Set exercise »
Rewrite the lines from the one containing "of the doorway?" through the end of the items, replacing "sample" with "template" and leaving everything else unchanged.

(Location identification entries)
=-=-=
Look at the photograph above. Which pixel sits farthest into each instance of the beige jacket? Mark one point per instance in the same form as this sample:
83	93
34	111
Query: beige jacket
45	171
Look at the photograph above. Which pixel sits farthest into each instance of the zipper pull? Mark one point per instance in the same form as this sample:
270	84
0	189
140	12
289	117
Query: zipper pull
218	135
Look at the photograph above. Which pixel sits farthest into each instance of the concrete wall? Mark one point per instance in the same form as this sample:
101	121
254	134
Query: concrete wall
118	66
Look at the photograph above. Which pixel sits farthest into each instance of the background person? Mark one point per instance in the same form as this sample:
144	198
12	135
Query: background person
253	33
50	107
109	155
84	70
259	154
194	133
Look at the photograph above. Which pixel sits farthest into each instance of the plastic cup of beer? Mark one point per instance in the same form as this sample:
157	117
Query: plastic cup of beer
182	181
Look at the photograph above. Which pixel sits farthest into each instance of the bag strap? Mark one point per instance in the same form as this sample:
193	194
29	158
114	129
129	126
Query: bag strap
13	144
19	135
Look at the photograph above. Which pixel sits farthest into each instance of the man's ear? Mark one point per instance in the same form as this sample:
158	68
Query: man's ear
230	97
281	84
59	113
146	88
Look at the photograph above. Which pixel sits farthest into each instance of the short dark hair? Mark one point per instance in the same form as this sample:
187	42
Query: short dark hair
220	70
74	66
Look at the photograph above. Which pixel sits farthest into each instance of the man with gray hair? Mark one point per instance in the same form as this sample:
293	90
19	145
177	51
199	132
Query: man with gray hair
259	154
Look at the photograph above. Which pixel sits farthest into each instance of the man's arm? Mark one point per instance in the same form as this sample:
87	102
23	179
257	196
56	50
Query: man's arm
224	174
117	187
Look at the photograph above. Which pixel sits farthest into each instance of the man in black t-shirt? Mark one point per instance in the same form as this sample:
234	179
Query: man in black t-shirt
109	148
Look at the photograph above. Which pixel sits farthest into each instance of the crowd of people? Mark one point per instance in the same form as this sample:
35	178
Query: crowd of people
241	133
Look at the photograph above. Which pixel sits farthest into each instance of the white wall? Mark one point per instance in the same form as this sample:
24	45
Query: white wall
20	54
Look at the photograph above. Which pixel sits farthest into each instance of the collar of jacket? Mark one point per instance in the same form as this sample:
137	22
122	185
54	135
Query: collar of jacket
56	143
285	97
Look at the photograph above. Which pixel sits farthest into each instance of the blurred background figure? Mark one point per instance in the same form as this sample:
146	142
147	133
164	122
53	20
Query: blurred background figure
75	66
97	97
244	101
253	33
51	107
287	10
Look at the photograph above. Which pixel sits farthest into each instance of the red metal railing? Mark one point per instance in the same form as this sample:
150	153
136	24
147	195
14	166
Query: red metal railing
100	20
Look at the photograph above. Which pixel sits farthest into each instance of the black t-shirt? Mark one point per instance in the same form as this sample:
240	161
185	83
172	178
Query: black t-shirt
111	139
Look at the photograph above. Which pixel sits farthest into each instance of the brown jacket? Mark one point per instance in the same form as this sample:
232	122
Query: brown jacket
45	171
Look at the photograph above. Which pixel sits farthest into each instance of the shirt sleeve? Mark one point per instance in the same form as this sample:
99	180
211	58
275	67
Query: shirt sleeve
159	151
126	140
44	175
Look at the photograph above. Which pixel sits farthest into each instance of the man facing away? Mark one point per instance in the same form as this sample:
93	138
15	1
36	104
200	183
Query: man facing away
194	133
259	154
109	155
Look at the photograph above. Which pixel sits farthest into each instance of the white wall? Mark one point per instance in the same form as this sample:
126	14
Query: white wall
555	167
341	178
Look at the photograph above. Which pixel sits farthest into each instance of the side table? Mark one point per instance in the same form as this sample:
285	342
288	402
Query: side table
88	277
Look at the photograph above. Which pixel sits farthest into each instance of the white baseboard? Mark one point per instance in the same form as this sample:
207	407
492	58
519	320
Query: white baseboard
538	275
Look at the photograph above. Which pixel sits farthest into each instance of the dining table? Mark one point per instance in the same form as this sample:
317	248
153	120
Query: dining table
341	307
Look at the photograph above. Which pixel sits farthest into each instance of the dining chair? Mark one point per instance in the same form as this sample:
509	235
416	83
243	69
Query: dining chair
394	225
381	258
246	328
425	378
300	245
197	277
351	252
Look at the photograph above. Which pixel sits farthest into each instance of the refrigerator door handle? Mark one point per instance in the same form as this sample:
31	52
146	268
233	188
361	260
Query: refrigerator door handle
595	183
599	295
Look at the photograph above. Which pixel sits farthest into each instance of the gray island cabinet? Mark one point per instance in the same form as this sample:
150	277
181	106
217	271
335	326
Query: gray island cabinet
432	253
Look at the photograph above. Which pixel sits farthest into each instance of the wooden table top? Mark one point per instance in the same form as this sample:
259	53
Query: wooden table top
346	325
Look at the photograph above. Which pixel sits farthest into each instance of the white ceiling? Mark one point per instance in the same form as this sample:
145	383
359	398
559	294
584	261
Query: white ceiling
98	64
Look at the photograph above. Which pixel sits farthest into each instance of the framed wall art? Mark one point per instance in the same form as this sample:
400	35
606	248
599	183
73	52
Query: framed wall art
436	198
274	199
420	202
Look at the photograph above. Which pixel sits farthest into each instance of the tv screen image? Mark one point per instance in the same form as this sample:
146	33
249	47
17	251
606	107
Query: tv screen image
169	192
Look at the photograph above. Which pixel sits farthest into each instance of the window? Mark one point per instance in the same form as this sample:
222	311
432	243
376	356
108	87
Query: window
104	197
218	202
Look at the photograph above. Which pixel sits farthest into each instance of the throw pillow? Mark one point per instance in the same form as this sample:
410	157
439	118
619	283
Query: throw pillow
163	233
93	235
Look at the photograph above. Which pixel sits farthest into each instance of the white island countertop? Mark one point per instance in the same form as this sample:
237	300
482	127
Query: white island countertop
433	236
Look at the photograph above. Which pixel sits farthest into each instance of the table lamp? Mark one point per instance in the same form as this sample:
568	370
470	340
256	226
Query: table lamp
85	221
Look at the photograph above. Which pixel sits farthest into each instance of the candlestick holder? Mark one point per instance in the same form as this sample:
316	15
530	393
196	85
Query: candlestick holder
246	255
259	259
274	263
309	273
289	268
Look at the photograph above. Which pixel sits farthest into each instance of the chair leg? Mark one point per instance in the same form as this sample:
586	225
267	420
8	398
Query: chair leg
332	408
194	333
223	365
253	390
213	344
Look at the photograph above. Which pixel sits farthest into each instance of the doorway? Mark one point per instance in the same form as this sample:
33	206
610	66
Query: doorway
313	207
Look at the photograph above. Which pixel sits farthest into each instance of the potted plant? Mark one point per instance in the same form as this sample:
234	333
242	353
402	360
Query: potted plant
=-=-=
Result of this exercise »
Look at the photograph above. Which pixel sits farthest into each instance of the doorway? Mark one point per instance in the same form as this template:
33	206
610	66
Query: doorway
313	207
Look at the photograph above. Which pixel sits farthest into each instance of the potted plant? Mark one point per instance in the same form as this template:
234	333
242	353
402	360
Query: potted plant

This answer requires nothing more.